**Exercise description:**
An exact transcript of all the records is required, with nothing left out.

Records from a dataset
*** Block opens ***
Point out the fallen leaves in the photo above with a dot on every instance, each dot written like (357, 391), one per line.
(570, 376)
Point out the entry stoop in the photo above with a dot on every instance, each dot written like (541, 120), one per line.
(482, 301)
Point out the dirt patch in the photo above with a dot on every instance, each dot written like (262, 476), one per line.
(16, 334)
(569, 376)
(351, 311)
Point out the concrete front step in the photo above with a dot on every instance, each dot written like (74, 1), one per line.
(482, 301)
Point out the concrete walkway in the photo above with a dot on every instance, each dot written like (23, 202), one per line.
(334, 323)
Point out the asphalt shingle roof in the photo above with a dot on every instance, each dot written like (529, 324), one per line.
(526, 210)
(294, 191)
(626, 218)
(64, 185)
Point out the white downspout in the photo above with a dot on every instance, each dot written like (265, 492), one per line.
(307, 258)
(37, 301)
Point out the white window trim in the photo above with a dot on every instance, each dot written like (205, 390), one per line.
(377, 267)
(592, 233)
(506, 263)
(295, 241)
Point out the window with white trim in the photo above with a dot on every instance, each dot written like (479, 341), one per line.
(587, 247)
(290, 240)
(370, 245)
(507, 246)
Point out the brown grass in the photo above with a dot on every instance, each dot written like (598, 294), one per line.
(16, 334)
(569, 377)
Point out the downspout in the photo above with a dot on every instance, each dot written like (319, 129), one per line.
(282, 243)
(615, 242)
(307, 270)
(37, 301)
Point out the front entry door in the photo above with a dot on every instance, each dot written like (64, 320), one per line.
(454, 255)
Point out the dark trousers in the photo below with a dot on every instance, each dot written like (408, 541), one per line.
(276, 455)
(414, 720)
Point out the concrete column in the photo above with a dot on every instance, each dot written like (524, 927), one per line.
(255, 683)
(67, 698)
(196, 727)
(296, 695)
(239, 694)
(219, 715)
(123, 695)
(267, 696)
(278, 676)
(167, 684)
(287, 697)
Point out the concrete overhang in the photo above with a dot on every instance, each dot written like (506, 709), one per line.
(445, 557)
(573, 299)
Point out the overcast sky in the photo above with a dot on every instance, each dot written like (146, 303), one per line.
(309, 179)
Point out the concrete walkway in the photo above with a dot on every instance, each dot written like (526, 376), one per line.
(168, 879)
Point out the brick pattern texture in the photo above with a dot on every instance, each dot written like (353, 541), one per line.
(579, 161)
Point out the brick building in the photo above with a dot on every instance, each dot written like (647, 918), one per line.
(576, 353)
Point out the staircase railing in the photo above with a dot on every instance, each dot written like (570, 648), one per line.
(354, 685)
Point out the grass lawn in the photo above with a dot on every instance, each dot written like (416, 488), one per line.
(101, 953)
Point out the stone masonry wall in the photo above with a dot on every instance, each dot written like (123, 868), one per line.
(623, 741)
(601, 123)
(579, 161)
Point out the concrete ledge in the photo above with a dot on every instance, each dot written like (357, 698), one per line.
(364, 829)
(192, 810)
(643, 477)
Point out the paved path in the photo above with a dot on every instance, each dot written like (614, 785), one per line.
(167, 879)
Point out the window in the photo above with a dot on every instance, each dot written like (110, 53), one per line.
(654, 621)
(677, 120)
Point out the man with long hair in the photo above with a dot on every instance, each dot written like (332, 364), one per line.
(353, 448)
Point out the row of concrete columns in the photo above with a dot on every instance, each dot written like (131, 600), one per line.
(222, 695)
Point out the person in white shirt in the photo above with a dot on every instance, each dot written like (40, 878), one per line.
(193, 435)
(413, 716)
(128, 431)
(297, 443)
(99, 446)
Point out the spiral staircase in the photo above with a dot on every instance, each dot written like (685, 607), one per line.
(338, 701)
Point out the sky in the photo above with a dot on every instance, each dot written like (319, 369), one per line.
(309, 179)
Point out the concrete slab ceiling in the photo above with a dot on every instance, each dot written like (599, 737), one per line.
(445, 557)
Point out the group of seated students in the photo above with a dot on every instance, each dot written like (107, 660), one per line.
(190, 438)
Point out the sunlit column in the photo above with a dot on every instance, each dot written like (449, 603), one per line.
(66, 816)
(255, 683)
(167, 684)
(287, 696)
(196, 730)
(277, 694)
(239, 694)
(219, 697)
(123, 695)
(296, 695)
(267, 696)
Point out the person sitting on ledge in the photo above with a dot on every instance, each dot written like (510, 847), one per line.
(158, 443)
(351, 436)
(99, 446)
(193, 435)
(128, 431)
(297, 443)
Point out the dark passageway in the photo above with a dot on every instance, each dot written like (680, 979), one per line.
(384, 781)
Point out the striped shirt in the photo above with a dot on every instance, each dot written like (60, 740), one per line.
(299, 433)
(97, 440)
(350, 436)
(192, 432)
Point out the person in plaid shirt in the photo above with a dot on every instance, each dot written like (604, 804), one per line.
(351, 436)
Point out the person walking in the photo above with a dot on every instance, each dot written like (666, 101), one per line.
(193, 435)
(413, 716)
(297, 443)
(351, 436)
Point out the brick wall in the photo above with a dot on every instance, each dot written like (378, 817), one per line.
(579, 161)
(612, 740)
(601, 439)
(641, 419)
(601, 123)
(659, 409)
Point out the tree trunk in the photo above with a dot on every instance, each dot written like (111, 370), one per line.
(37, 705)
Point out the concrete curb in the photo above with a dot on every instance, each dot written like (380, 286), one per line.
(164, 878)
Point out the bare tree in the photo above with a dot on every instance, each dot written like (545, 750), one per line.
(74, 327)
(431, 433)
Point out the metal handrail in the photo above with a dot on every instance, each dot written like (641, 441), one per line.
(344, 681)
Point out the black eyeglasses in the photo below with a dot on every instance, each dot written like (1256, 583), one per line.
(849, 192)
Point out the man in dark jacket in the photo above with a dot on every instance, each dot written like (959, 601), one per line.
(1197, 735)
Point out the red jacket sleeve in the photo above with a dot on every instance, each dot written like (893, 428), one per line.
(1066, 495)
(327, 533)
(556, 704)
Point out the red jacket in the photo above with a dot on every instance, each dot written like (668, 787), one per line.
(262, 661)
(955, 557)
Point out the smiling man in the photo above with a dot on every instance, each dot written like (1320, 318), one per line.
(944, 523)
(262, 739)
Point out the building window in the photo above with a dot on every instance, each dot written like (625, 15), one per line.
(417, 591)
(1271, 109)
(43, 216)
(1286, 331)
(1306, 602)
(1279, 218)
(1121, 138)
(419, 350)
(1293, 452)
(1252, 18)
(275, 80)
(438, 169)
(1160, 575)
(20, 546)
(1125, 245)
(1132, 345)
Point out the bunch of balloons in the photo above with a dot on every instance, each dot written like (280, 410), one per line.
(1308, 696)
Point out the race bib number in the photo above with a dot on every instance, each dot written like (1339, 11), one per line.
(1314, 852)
*** Block closes ***
**Answer for this exercise:**
Point out the fallen leaves in the photo above with a dot on every instance, each dot written like (357, 391), one per line.
(570, 376)
Point out the entry stoop in the photo above with a dot on every instance, each dot written like (541, 120), one per line.
(482, 301)
Point out the dirt patch in the photo above with a dot on every instance, each dot written like (262, 476), one per line.
(16, 334)
(569, 376)
(351, 311)
Point out the concrete front step in the photo above with a dot on every instance, each dot written like (74, 1), one per line.
(482, 301)
Point out the concrete walkway in the photo above with a dot on every instance, each dot written like (23, 202), one per line.
(334, 323)
Point out the asphalt shingle roof in the photo above with a dot on every instance, each dot written like (529, 324), one per line.
(526, 210)
(294, 191)
(626, 218)
(64, 185)
Point out the white downspout in the photo above with a dot on every instance, each dot written like (265, 492), one per line.
(307, 258)
(37, 301)
Point out the white window trim in the photo above with a dot on every instance, each dot written like (205, 390), one per line.
(377, 267)
(592, 233)
(506, 263)
(295, 241)
Point out the window with white trim in the photo above with a dot on every instance, each dot written like (479, 341), one per line.
(587, 247)
(290, 240)
(370, 245)
(507, 246)
Point out the brown grass in the photo above with a dot on every instance, each dot written like (598, 294), one per line.
(16, 334)
(569, 377)
Point out the downspout in the photo above with a dot on every instance, each dot written like (319, 129), one per line.
(282, 243)
(615, 242)
(307, 270)
(37, 301)
Point out the front entry door in the photo above with a dot on every instance, each dot written like (64, 320), one per line.
(454, 255)
Point out the dark trousers in the photo below with a dot on every instance, each dot written like (408, 541), one per line.
(276, 455)
(414, 720)
Point out the concrete column in the photo above with a dot on every instance, each dot written like (524, 927), one per line.
(255, 683)
(67, 698)
(196, 727)
(296, 695)
(239, 694)
(219, 715)
(123, 695)
(267, 696)
(278, 676)
(167, 684)
(287, 697)
Point out the concrete overhang in the photo above with a dot on every instance, each dot written like (506, 709), one per line.
(445, 557)
(573, 299)
Point out the overcast sky in the photo above with a dot on every instance, each dot written like (146, 303), one per line.
(309, 179)
Point out the concrete walkway in the photo above with a dot on every instance, each dot written like (526, 376), one per line.
(168, 879)
Point out the brick pattern texture in the photo above with a dot on every instance, each dot written like (353, 541), one per line.
(579, 161)
Point out the brick building in the photo above with a dot on every instance, each dot written like (647, 918), one per line.
(576, 353)
Point out the staircase railing in the photo above with a dot on every instance, each dot written like (570, 648), one per line.
(354, 685)
Point out the grass lawn in the photo above with a dot on every instance, each dot written like (416, 488), one per line.
(101, 953)
Point out the stone masonry wall in the photo above with a dot on every instance, each dot written like (123, 868), one per line.
(623, 741)
(601, 123)
(579, 161)
Point out the concrete ledge in the photo above with a dot on every instance, each dot written like (357, 698), one per line.
(364, 829)
(192, 810)
(643, 477)
Point out the paved path in the photo above with a dot on every instance, each dot written like (614, 785), one per line.
(167, 879)
Point out the window in the photo above with a dot on every instance, each dot written like (110, 53), one per line.
(654, 621)
(677, 120)
Point out the man with long hair in the photo above with a dot on every instance, each dot written like (332, 364), one per line.
(353, 448)
Point out the row of concrete columns in the photo above with a dot on every instance, each dot written like (131, 600), one per line.
(222, 695)
Point out the person in white shirt in the photo above with a dot on every instance, each dot written like (40, 878), one per line.
(193, 435)
(413, 716)
(128, 431)
(297, 443)
(99, 446)
Point out the spiral staircase in the photo above with a dot on every instance, each dot written like (685, 607), one per line.
(338, 701)
Point out the sky in the photo above with a dot on every instance, each dot written like (319, 369), one per line.
(309, 179)
Point out the concrete slab ceiling in the photo above with a dot on every instance, each dot written like (599, 737), one per line.
(445, 557)
Point out the group of seated students in the photo above with a dot on every instance, each dot written like (107, 660), one per line.
(190, 438)
Point out the sunlit column in the photo above with a dot on every instance, each dot written like (449, 603), one per line.
(66, 816)
(255, 683)
(167, 684)
(287, 696)
(196, 730)
(277, 694)
(239, 694)
(219, 697)
(123, 695)
(296, 695)
(267, 696)
Point out the person sitting on ledge in the photo above with a dot on every instance, each dot written like (510, 847), one per line.
(158, 443)
(351, 436)
(99, 446)
(193, 435)
(128, 431)
(297, 443)
Point out the dark passageway in the photo above with a dot on every instance, each dot written like (680, 979), one per line.
(384, 781)
Point out the striped shirt in the photo above with a dot on every instance, each dot written like (60, 740), one per line.
(299, 433)
(97, 440)
(350, 436)
(192, 432)
Point out the person in plaid shirt in the photo above with a dot on every instance, each dot written like (604, 804), one per line.
(351, 436)
Point out the person walking in the photo above with a dot on every instance, each dot written like (666, 101), one per line.
(193, 435)
(413, 716)
(297, 443)
(351, 436)
Point out the brick wall in the photo above with a dot on every instance, each dot written like (378, 817), one per line.
(579, 161)
(612, 740)
(601, 439)
(641, 419)
(601, 123)
(659, 409)
Point out the tree trunk in the photo above with a dot on every instance, each dot written like (111, 370), one per line.
(37, 705)
Point out the concrete curb in the photo above with a dot on every instance, each dot written like (380, 286), one per line.
(164, 878)
Point out the bare tree in the photo above with a dot on every instance, each dot written like (545, 750), one per line.
(74, 327)
(431, 433)
Point out the metal handrail in the photo above with a dot on every instance, each dot written like (641, 441), one per line.
(344, 681)
Point out the black eyeglasses in the photo below with a dot on every instance, each dot written like (1256, 583), one per line.
(849, 192)
Point out the man in dark jacket in the photo above with a dot on every instance, each dot written like (959, 601), one per line.
(1197, 735)
Point out the red jacket sleeve in the photo above with a dot on every instance, each dot written like (893, 428), one per line.
(1066, 495)
(327, 533)
(556, 704)
Point out the red jacket in the photo above with a dot on every instance, each dot written like (668, 787), one per line.
(262, 661)
(955, 557)
Point out the smiling man in the photo above with a dot on every instance, each dot written like (1320, 318), one per line.
(944, 523)
(262, 739)
Point out the building window in the photo above with a dot on every instance, each dot written like (625, 15), one per line.
(417, 591)
(1271, 109)
(43, 216)
(1286, 331)
(1306, 602)
(1279, 218)
(1121, 138)
(419, 350)
(1293, 452)
(1252, 18)
(275, 80)
(438, 169)
(1160, 575)
(20, 546)
(1125, 245)
(1132, 345)
Point out the bunch of balloons in the photo above with a dot on every instance, each dot written like (280, 410), one per line.
(1308, 696)
Point out the race bib number in the photo above with a dot on every instance, each dot written like (1339, 11), one per line.
(1314, 852)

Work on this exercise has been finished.